Short exercise ->
Copy the lines below word for word, leaving nothing out.

Records for the exercise ->

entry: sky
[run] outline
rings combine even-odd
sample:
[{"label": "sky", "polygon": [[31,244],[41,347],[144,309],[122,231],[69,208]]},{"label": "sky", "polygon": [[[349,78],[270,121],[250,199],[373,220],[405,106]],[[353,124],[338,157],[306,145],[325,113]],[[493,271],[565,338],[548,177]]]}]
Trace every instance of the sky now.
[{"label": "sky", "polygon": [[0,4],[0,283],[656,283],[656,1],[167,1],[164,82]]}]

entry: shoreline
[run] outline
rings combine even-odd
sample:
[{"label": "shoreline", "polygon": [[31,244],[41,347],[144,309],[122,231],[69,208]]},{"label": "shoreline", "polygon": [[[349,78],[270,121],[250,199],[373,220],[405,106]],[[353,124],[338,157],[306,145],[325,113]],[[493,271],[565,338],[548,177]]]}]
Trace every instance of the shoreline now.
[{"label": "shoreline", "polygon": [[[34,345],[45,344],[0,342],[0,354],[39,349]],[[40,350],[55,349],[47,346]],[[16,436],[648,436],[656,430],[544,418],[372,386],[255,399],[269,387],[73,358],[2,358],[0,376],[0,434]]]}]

Right answer ->
entry: sky
[run] outline
rings combine even-odd
sample:
[{"label": "sky", "polygon": [[31,244],[41,347],[144,309],[122,231],[69,208]]},{"label": "sky", "polygon": [[[349,78],[270,121],[250,199],[373,220],[405,106]],[[353,124],[338,157],[306,145],[325,113]],[[493,271],[565,338],[548,177]]]}]
Trace every instance of the sky now.
[{"label": "sky", "polygon": [[0,4],[0,283],[656,283],[656,1],[167,1],[164,82]]}]

entry: shoreline
[run] outline
rings combine even-odd
sample:
[{"label": "shoreline", "polygon": [[31,244],[41,347],[144,309],[122,231],[69,208]]},{"label": "shoreline", "polygon": [[[349,78],[270,121],[250,199],[373,220],[405,106]],[[353,124],[338,157],[306,145],[325,113]],[[493,271],[565,338],[548,177]]]}]
Trace every instance of the shoreline now.
[{"label": "shoreline", "polygon": [[[34,345],[45,344],[0,342],[0,354],[39,349]],[[40,350],[55,349],[47,346]],[[16,436],[648,436],[656,430],[544,418],[372,386],[255,399],[269,387],[73,358],[2,358],[0,376],[0,434]]]}]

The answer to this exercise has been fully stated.